* Passage provided:
============

Tuesday, February 26, 2008

The Story of a Steak

Gather 'round, idiot children! I'm about to tell you the dumbest story you ever heard. This is going to make Jack and the Beanstalk look like Anna Karenina. Grab your forks and let's read this thing.

"Chapter 1. This calf was born on a Texas ranch. Several acres of grazing land are required to support each cow and calf."

Okay, this part's not all that stupid. Just wait.

"Chapter 2. As a yearling, the calf was sold to an Iowa farmer for 'finishing.' Proper feeding of corn and protein supplements adds many extra pounds and a lot of extra eating quality to our beef."

You see what they did there? First it was "calf." Then "yearling." But then they slipped and called him "beef." And look at that dumb cow grinning! What's he got to be happy about? They're finishing him! Keep growing, dummy.

"Chapter 3. After several months in the feed lot, our calf, now a full-grown steer, was sent by rail or truck to the stockyards and assigned to a marketing firm for sale."

Assigned to a marketing firm? Oh, brother! He's practically a member of the family! Keep quiet, kids, or maybe we'll assign you to a marketing firm.

"Chapter 4. Buyers for several local and out-of-town meat packing companies put in bids based on the going consumer price of beef. This steer was one of a carload bought by an Ohio meat packing company."

Ol' Stupid is still grinning like a dope! Doesn't take much, huh? Fella, they looked you over and paid the going rate. Nothing they wouldn't do for any consumer goods.

"Chapter 5. At the packing plant, the 'beef crew' turned beef on the hoof into meat for the stores. Beef was inspected, chilled and graded, prepared for shipment."

============

* Record excerpts:
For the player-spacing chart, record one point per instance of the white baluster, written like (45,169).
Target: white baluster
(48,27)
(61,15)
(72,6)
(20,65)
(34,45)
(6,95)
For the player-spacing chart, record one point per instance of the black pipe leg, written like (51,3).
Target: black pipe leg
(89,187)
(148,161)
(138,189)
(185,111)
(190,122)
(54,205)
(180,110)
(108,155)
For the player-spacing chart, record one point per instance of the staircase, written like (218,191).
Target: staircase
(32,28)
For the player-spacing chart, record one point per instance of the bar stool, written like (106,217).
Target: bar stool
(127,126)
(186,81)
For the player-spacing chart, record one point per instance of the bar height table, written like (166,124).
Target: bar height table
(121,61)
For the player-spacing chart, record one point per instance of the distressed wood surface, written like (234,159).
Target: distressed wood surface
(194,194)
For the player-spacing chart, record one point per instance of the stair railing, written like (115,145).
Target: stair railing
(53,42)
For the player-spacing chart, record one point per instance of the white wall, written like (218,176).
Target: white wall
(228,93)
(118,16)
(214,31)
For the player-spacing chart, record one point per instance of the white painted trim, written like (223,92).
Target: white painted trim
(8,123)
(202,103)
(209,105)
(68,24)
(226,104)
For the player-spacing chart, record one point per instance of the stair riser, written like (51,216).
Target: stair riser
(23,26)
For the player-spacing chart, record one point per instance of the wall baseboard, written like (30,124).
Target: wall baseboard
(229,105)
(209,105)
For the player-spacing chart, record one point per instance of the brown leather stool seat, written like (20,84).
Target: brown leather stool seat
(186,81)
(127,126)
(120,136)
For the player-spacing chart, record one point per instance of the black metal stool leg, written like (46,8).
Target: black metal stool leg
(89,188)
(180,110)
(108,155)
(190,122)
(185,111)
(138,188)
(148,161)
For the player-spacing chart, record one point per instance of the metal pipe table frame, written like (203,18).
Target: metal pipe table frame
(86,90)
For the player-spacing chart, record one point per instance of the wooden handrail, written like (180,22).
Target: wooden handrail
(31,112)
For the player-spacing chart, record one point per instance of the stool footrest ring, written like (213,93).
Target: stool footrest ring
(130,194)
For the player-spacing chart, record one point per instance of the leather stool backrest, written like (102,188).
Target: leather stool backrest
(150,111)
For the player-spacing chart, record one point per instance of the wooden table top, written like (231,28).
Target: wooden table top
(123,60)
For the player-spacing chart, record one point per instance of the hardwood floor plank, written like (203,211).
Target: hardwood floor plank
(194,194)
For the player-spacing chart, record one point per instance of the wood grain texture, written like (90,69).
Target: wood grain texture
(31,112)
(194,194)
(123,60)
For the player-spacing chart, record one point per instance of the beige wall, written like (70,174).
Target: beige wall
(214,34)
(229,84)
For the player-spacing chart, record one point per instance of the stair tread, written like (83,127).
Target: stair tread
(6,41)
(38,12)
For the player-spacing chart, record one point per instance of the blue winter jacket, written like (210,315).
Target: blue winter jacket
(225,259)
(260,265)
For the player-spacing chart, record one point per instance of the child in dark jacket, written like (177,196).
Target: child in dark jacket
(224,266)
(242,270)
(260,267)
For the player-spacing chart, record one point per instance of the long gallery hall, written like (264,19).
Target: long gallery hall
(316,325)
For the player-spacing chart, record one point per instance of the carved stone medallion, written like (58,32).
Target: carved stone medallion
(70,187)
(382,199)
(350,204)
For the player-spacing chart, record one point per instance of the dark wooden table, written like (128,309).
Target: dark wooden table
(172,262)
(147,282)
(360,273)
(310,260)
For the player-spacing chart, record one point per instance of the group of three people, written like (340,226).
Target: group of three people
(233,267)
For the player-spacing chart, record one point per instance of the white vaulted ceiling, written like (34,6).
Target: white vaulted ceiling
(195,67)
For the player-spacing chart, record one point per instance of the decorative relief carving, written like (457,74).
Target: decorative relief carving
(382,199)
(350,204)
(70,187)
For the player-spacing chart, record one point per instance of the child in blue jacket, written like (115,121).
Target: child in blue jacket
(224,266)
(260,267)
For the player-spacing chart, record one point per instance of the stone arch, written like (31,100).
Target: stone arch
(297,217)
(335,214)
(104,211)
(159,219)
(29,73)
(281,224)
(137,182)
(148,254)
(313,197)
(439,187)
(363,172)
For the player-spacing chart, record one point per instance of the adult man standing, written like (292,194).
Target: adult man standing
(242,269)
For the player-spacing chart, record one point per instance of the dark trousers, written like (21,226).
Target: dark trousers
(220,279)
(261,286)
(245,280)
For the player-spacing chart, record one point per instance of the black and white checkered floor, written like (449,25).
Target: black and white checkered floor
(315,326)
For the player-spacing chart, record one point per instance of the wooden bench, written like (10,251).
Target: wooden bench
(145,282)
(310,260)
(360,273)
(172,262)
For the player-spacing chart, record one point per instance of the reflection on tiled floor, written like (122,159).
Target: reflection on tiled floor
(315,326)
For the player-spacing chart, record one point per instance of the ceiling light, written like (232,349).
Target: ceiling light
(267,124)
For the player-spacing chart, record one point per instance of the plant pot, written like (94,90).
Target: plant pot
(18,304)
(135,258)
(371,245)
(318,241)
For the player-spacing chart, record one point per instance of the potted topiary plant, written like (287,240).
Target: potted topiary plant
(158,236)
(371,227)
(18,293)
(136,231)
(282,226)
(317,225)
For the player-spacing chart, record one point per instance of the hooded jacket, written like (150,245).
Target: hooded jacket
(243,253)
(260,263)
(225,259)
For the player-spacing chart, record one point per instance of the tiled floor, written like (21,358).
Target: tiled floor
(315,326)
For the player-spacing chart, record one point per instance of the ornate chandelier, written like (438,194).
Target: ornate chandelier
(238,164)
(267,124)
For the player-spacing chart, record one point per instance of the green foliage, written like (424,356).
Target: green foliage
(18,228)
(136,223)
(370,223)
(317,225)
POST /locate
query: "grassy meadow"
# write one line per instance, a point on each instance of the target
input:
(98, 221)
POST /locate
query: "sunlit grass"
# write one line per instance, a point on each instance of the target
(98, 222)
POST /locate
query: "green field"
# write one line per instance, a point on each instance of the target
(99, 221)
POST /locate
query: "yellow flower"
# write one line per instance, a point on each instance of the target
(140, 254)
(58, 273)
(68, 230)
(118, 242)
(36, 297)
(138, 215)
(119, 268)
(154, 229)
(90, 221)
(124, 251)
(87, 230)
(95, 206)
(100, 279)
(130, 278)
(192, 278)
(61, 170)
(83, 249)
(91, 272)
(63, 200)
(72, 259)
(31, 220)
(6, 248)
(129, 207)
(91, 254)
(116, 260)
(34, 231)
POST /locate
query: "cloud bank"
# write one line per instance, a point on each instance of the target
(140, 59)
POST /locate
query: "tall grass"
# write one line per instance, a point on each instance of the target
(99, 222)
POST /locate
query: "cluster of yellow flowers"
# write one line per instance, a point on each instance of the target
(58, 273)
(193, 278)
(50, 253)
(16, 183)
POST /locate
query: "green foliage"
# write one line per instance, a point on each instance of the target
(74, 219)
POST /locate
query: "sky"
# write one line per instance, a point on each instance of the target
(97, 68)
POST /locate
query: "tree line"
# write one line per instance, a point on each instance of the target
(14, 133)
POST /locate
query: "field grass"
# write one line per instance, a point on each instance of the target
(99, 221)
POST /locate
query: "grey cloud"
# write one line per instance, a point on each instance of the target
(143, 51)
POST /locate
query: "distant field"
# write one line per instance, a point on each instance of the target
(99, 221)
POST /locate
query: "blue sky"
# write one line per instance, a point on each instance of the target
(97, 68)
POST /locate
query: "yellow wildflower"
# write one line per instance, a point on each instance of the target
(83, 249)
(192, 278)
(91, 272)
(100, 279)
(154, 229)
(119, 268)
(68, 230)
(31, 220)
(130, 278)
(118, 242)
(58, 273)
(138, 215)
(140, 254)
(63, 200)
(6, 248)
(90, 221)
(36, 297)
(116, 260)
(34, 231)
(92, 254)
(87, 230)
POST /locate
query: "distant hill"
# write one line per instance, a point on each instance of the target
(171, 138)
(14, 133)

============

* Activity list:
[1] In the steak story post, where was the calf born?
[2] List every U.S. state named in the steak story post.
[3] Translate this sentence from the steak story post into Spanish: "This steer was one of a carload bought by an Ohio meat packing company."

* Problem solutions:
[1] On a Texas ranch.

[2] Texas, Iowa, Ohio

[3] Este novillo fue uno de un cargamento comprado por una empresa empacadora de carne de Ohio.